Source records
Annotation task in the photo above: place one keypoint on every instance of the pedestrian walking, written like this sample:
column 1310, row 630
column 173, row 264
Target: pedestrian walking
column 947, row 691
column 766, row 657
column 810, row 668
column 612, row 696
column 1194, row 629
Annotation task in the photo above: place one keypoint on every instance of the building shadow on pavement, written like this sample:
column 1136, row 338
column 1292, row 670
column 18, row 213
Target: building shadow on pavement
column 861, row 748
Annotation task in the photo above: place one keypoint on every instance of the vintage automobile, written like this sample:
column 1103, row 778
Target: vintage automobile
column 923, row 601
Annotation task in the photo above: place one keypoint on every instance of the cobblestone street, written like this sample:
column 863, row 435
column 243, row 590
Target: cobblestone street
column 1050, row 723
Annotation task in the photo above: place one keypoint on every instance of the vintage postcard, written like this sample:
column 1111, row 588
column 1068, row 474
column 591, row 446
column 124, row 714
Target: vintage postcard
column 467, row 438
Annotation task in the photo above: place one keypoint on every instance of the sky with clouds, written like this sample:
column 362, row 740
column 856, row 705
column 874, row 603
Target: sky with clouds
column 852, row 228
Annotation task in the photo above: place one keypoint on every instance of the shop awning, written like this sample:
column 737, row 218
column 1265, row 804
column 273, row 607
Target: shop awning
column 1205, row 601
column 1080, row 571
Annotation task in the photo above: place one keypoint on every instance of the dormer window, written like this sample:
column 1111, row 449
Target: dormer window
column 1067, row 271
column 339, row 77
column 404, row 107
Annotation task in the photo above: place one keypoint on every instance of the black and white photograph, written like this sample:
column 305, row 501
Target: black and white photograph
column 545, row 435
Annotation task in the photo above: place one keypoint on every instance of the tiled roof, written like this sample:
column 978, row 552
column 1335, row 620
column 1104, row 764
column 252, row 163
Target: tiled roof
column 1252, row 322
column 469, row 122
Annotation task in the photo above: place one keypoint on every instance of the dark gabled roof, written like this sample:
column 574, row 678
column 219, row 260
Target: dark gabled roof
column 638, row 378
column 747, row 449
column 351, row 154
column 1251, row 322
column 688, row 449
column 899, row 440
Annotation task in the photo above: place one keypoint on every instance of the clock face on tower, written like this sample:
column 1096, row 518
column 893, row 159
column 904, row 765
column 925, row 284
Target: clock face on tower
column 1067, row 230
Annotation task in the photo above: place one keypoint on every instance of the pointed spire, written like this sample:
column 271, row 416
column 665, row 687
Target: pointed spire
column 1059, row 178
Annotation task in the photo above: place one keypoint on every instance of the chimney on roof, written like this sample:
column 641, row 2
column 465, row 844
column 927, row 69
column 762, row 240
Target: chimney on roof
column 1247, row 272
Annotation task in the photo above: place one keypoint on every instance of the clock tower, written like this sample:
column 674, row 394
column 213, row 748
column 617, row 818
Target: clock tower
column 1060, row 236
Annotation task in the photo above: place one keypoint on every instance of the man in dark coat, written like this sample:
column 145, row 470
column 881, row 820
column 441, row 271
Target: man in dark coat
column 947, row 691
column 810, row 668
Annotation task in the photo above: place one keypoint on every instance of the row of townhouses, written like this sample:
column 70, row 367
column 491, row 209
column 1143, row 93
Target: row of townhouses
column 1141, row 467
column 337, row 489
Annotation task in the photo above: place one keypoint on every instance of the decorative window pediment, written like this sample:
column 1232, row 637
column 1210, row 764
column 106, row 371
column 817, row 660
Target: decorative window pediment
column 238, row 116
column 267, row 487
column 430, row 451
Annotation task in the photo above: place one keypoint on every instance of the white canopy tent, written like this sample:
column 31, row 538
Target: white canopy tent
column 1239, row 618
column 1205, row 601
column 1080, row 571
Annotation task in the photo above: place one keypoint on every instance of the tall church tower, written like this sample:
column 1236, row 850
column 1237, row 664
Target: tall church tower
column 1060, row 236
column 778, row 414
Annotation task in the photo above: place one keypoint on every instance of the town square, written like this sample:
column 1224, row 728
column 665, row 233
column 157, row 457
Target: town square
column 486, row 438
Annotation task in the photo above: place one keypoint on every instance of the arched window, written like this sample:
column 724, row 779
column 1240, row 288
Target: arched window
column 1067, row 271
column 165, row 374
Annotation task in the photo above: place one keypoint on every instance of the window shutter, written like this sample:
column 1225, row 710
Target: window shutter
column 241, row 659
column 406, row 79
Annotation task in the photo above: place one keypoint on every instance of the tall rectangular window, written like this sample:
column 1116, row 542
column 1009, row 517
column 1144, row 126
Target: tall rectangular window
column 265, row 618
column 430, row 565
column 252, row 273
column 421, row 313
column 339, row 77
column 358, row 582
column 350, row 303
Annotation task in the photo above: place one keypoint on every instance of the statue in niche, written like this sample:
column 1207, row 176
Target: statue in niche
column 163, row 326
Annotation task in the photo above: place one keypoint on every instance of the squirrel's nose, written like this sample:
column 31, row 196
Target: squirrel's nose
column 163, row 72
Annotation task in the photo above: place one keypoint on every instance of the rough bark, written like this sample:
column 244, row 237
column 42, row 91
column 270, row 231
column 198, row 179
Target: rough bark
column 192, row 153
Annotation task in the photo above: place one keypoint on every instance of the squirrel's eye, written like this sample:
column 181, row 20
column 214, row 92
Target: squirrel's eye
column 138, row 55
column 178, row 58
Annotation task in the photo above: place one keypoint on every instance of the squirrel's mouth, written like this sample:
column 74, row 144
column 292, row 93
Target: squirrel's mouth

TO DO
What is needed is an exact copy of the entries from their first line down to the line with "column 124, row 714", that line included, and nothing beyond it.

TASK RESULT
Annotation task in the photo above: place one keypoint on every instance of the pedestrian walking, written like this sample:
column 1310, row 630
column 173, row 264
Target: pedestrian walking
column 947, row 691
column 766, row 657
column 810, row 668
column 612, row 696
column 1194, row 629
Annotation task in the photo above: place one keypoint on every instance of the building shadow on pavement, written like this sample:
column 1136, row 338
column 1292, row 670
column 18, row 213
Target: building shadow on pavement
column 861, row 748
Annotation task in the photo above: place one keypoint on every instance of the vintage automobile, written like this sample:
column 1103, row 778
Target: vintage automobile
column 923, row 601
Annotation task in the photo above: place one keypoint on every instance of the cobblestone street, written like this sample:
column 863, row 435
column 243, row 590
Target: cobblestone street
column 1050, row 723
Annotation task in the photo above: place one keypoint on every instance of the vintage postcard, written like this sample:
column 1111, row 588
column 1068, row 474
column 591, row 446
column 124, row 714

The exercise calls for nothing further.